Exercise 1 -
According to the Domino's article, how many members did Domino's loyalty program gain in 2023?

WTF is an ‘emergency pizza’?
If you’re Domino’s, it drives “meaningful value to shareholders.” If you’re a diner, well…
There are many potential use cases for an emergency pizza. This one is a highly successful Domino’s marketing campaign and loyalty program promotion. Launched last fall, it gifts customers a medium, two-topping pizza after they place one qualifying order of $7.99 or more. And it’s helping to revive Domino’s slumping sales.
The pizza company that once called itself a tech company that’s now a pizza company again, posted quarterly results this week that beat analyst expectations. It’s in part thanks to the company’s revamped loyalty program, including that so-called “emergency pizza” promotion.
It’s hard to argue with free dinner, remember?
In fact, Domino’s CEO, Russell Weiner, said that his company’s pizza sales grew last quarter in part because its new loyalty program gives people deals — like free food — sooner than it used to. In 2023, Domino’s loyalty program gained 3 million members; 2 million of them joined after the September revamp. Domino’s plans to lean into this success in 2024, putting more energy behind its loyalty program.
Pizza is, if nothing else, a crowd pleaser.
I spent months reporting out a feature about failed robot pizza venture Zume Pizza last year (it’s a great story!), and in the process, maybe answered a perennial and lingering question: Why is the tech industry so obsessed with pizza?
Answers from experts I asked included: “Everyone loves pizza,” “Pizza is basically un-fu**up-able,” and “Pizza is the easiest fast food from a food safety perspective because everything goes into the oven at once.” All of these answers feel correct.
There’s also the performance angle: Domino’s and Google each IPO’d within months of each other. Famously, at some points in their trajectory, Domino’s would’ve netted a higher yield (including dividends) with equal investments in both companies at the time of their IPO.
All of these things combined have made pizza, and Domino’s pizza in particular, excellent tech-adjacent fodder. The pizza company has mostly dropped its “tech company” label, and, at this point in the year 2024, that’s a positive change — the tech industry has laid off a reported 42,000+ workers in the first two months of the year.
In an analysis, CNBC attributed the tech industry’s cuts, in part, to the stock market effect: “Companies that conducted layoffs haven’t been punished, either by investors or on their bottom lines. In fact, they’ve been rewarded with rising stock prices,” it wrote.

Exercise 2 -
Return the stretch of the listing from its start through the line containing "<point>504,118</point>", word for word, leaving out the pictures.

[Location annotation dataset excerpts]
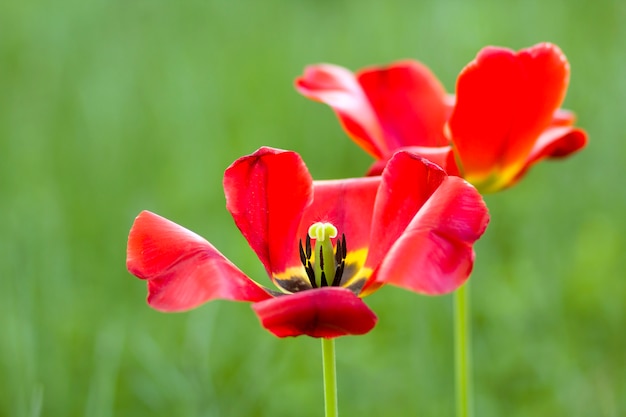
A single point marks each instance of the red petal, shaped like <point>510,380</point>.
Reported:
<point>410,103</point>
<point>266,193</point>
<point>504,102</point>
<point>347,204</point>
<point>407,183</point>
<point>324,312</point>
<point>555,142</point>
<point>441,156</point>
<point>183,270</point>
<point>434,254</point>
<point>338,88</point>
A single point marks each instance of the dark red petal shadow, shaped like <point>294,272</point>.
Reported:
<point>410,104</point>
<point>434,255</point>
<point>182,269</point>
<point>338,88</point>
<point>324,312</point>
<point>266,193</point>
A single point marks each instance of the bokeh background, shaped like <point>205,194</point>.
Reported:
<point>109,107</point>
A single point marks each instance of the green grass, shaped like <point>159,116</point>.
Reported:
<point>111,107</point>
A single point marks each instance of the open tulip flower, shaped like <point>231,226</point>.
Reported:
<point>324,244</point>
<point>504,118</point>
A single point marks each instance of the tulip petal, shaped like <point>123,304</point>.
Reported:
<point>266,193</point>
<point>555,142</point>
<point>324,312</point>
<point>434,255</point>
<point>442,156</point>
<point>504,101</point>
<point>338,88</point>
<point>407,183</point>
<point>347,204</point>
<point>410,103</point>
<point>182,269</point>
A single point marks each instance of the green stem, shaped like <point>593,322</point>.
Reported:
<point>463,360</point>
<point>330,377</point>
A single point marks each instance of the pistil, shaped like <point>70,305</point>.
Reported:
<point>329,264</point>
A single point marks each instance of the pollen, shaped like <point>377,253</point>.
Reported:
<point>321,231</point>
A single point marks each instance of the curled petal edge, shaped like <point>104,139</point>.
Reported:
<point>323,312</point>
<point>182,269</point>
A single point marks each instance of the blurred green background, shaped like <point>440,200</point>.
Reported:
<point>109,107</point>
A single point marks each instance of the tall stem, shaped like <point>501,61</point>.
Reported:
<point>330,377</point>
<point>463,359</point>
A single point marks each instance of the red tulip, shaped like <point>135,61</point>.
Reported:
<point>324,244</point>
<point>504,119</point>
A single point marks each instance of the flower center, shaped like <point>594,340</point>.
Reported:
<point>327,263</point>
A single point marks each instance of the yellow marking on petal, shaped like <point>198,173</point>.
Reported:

Full answer 1 -
3 million

Full answer 2 -
A single point marks each instance of the red petal, shaped like <point>510,380</point>.
Reported:
<point>410,103</point>
<point>266,193</point>
<point>504,102</point>
<point>347,204</point>
<point>407,183</point>
<point>324,312</point>
<point>555,142</point>
<point>441,156</point>
<point>183,270</point>
<point>434,254</point>
<point>338,88</point>
A single point marks each instance of the dark red petal shadow, shaped like <point>294,272</point>.
Reported:
<point>410,104</point>
<point>434,255</point>
<point>182,269</point>
<point>338,88</point>
<point>324,312</point>
<point>266,193</point>
A single point marks each instance of the bokeh background, shaped like <point>205,194</point>.
Reported:
<point>109,107</point>
A single point marks each instance of the green grass, shaped like <point>159,116</point>.
Reported:
<point>111,107</point>
A single point marks each instance of the open tulip flower, shaped like <point>231,226</point>.
Reported:
<point>324,244</point>
<point>504,118</point>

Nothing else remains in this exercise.